Segment Start: Task data

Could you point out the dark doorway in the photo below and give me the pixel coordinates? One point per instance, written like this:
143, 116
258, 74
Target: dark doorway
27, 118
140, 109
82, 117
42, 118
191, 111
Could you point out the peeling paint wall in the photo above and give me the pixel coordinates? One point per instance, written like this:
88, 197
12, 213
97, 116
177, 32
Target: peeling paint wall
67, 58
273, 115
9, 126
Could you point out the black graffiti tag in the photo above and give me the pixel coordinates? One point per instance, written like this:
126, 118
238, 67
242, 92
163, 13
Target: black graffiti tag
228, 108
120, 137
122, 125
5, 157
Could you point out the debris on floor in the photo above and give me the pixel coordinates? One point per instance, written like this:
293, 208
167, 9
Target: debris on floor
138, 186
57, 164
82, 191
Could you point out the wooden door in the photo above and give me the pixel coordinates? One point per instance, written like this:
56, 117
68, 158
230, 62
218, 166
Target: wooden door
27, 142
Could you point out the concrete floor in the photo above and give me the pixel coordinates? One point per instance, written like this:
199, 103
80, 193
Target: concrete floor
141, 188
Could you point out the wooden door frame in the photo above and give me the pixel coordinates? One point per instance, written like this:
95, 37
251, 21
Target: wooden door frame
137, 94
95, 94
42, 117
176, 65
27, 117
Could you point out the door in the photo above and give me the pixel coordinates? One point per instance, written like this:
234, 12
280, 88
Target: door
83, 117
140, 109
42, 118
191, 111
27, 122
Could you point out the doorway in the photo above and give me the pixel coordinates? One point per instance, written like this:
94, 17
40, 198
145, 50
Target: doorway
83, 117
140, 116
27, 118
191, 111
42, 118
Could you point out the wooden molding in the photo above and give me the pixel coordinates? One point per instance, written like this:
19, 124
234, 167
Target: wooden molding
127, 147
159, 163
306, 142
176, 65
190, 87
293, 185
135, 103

Segment End: Task data

*The problem*: Give back the listing above exactly as written.

*Exercise answer*:
Could you point out the dark doorway in the photo below and give me the pixel coordinates? One point per instance, written like this:
143, 116
258, 74
Target: dark doorway
27, 118
140, 109
82, 117
42, 118
191, 111
Could you point out the peeling paint wall in the photo above and give me the pixel coordinates? One point per instance, written like this:
88, 197
12, 213
97, 116
177, 32
Target: peeling paint wall
67, 58
273, 115
9, 126
Could you point out the black graffiti tag in the photo above and give me the pixel coordinates? One point per instance, written like this:
126, 118
238, 67
242, 92
163, 13
Target: black graffiti tag
228, 108
120, 137
122, 125
5, 157
Could you point out the debris on floor in the photo above and give me the pixel coordinates? One point per instance, written like this:
293, 208
167, 9
Target: debris on floor
138, 186
57, 164
82, 191
Could you point out the wooden door in the photo above and give me the pixel coordinates? One point per instance, written like this:
56, 117
68, 158
230, 62
218, 166
Target: wooden door
27, 142
Could you point out the concrete floor in the photo above and give me the pixel coordinates? One point per instance, written like this:
199, 103
80, 193
Target: concrete floor
141, 188
Could you point out the wooden door frame in the photo above and give me the pixel coordinates? One point per instance, written like this:
95, 37
251, 21
Target: wooden door frame
137, 94
95, 94
42, 117
176, 65
27, 117
Could you point out the door in the photo above and give me the pixel coordinates? One point per instance, written like this:
234, 12
280, 88
Target: door
83, 117
140, 109
42, 118
191, 111
27, 122
Could you point out the doorway in the photo above and give me the pixel coordinates? One point per instance, written like this:
94, 17
40, 198
145, 50
Target: doorway
83, 117
140, 116
27, 118
191, 111
42, 118
Could you point out the wooden molding in the photo above and give me the pixel coordinates? One point per instance, written like this:
19, 124
234, 167
Target: wooden molding
127, 147
159, 163
306, 142
176, 65
190, 87
293, 185
135, 103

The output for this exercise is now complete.